───── Extrait du document ─────
«Vous aimeriez paraître dix ans plus jeune en quelques jours? Alorè peut le faire pour vous. C'est comme un facelift dans une bouteille. Obtenez votre échantillon gratuit maintenant.»

En août dernier, alors que Lise travaillait à l'ordinateur, une fenêtre publicitaire est apparue à l'écran pour lui offrir un échantillon d'un produit de beauté supposément très efficace pour 5,99 $, incluant les frais postaux.

Pourquoi pas ? Il n'y a pas grand-chose à perdre, se dit la dame. Elle remplit le formulaire de commande. Mais juste au moment où la transaction s'achève, la fenêtre se ferme et s'ouvre à nouveau. Ce n'est pas clair si la transaction a été bien conclue. Lise remplit donc le formulaire à nouveau.
───── Données affichées ─────
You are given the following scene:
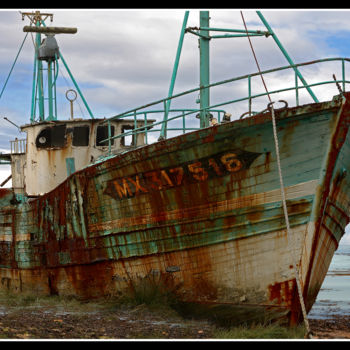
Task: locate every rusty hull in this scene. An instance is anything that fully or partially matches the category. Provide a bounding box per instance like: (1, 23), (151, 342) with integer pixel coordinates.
(0, 95), (350, 323)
─────
# Exercices:
(a) Pourriez-vous résumer en deux phrases le texte sur l'échantillon de produit de beauté ?
(b) Pourriez-vous prolonger le texte sur l'échantillon de produit de beauté en reprenant après sa dernière phrase ?

# Résultats par tâche:
(a) En août dernier, alors que Lise travaillait à l'ordinateur, une fenêtre publicitaire lui a offert pour 5,99 $, frais postaux inclus, un échantillon d'un produit de beauté présenté comme « un facelift dans une bouteille ». Elle a rempli le formulaire de commande, mais la fenêtre s'est fermée puis rouverte au moment où la transaction s'achevait, et, ne sachant pas si la commande avait abouti, elle a rempli le formulaire une seconde fois.

(b)
Le 3 août, elle reçoit non pas une, mais deux confirmations d'achat, l'une de 6,36 $ pour le produit Alorè, l'autre de 6,38 $ pour Lorelia, un produit semblable. Les deux produits lui parviennent plusieurs jours plus tard.

Mais la cliente sursaute en ouvrant son relevé de carte de crédit qui compte un achat de 100,10 $ pour Alorè et un autre de 102,75 $ pour Lorelia. Elle appelle immédiatement l'émetteur de sa carte de crédit qui l'informe qu'un autre montant de 202,85 $ pour Lorelia et Alorè va aussi apparaître sur sa prochaine facture.

«Je me retrouve avec des frais de 400 $ avant même d'avoir le temps de réagir, proteste Lise. C'est insensé!»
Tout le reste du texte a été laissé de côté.